_THE PROBLEM_
Output only the lines from the one holding "of the snowy" to the end of the data below, please, copied exactly.

-- MATERIAL FOR THIS EXERCISE follows --

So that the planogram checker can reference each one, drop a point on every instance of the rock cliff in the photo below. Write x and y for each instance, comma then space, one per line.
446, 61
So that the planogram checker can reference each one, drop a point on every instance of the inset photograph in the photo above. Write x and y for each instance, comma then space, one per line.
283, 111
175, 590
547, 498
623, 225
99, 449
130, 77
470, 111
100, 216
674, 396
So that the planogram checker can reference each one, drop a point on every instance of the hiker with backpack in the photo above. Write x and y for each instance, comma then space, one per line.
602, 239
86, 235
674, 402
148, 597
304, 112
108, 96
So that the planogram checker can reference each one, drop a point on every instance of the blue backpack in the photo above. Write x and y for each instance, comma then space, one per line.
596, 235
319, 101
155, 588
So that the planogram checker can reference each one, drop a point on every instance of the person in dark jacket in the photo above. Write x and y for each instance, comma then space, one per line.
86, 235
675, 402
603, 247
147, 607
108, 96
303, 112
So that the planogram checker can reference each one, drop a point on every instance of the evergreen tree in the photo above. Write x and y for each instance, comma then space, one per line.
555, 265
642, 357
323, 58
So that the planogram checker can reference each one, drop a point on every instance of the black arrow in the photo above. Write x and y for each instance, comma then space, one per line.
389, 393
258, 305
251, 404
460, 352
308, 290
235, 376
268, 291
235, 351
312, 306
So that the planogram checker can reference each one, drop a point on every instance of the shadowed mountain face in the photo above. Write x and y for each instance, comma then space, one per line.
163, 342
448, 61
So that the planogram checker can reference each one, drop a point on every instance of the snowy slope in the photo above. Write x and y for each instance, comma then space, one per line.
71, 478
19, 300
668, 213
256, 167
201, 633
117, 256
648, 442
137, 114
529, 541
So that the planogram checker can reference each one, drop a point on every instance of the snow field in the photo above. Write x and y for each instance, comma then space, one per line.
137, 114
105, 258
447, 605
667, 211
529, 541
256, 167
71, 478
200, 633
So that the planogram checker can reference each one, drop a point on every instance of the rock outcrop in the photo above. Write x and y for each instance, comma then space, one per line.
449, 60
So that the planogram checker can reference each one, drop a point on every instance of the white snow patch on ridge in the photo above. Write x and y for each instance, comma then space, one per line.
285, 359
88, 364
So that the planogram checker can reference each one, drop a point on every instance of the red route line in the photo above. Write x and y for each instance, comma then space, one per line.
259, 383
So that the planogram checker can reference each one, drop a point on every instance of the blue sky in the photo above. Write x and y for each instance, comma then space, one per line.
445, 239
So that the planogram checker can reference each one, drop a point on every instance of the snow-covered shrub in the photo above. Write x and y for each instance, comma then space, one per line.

-- MATERIAL FOR THIS EXERCISE concluded --

_TASK RESULT_
So that the planogram checker can reference each one, drop a point on every instance of the snowy slope in the photo above. Write x and y for each instance, comma then space, one per line.
71, 478
19, 300
668, 213
256, 167
201, 633
117, 256
648, 442
137, 114
529, 541
So that the planogram checker can reference each one, drop a point on every instance of the snow field in the photo above. Write x and y for each instance, comma then space, one per line.
137, 114
105, 258
447, 605
667, 211
529, 541
256, 167
71, 478
200, 633
So that the planogram checker can reference each one, drop a point on every instance of the rock outcrop in the photo above. Write x and y for each instance, comma then space, one per line.
449, 60
So that the planogram checker can reference each one, drop a point on every instance of the white snow patch on ridge in the photo above. Write x and y for each instance, comma then space, one per line.
285, 359
88, 364
So that the planogram checker can reference each one, drop a point on every instance of the red route line in the photo above. Write x and y for each instance, comma then space, one per line.
259, 383
So that the planogram checker can reference each one, drop a point on every instance of the blue sky in the photo above. Write x and y for each instance, comma then space, one per line.
445, 239
So that the planogram checker can reference each one, drop a point on every instance of the snow-covered shrub in the photo above. Write x and y for each instance, comma then space, one per line.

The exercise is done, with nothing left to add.